The required output is every line from the one containing "In this exercise you will indicate the pointed" through the last line of the listing below, copied exactly, pictures excluded.
== DATASET RECORDS
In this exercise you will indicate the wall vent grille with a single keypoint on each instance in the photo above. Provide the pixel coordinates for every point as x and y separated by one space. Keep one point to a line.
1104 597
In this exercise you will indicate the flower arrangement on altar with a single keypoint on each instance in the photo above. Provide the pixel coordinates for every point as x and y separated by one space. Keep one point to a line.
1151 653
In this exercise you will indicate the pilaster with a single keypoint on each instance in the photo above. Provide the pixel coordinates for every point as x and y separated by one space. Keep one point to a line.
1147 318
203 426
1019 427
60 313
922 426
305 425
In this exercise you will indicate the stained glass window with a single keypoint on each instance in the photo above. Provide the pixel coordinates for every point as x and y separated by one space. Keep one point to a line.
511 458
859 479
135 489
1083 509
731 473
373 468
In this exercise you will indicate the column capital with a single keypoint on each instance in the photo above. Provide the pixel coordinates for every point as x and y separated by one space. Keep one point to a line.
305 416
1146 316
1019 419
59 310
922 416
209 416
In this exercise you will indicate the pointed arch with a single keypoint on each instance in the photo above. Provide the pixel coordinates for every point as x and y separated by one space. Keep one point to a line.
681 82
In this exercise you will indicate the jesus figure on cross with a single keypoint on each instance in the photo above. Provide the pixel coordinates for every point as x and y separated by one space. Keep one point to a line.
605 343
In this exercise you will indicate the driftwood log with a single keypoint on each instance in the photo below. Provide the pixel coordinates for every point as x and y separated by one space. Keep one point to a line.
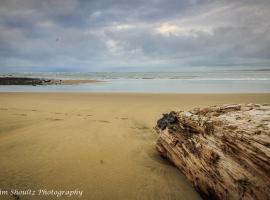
223 150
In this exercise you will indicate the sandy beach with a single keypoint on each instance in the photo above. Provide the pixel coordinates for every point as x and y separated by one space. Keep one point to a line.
101 144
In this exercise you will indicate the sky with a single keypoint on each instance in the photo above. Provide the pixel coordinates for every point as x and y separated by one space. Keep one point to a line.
133 35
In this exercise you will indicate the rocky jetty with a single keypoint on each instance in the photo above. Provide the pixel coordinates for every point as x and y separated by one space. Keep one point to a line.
223 150
27 81
40 81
====
**RESULT OF THE TASK**
In this exercise you will indicate the pointed arch with a single keypoint on each instance in the photo above. Provide the pixel coordinates for every point as x and y separated by one space. Keep one point to a line.
681 82
In this exercise you will indicate the jesus figure on cross with a single keypoint on each instance in the photo above. Provide the pixel coordinates for every point as x and y separated by one space. Keep one point to a line.
605 343
In this exercise you will indicate the driftwood log with a single keypoint on each instance in the photo below. Provide the pixel coordinates for every point as x and y separated by one space. Keep one point to a line.
223 150
In this exercise you will indicate the sandy beach with a single keypoint on each instance in the photo above. Provide the pixel coordinates for every point as x and y separated by one space. Keep one point to a line.
101 144
In this exercise you will indicate the sky with a single keypoint on each instance in the photo above. Provide the pixel coordinates for every point as x and y separated by one space. Keep one point to a line.
133 35
In this exercise you will indicate the rocky jetty with a single keypoint on each instance in the photo above. Provide the pixel coordinates for every point as x and y separated by one space. Keep one point to a line.
223 150
27 81
40 81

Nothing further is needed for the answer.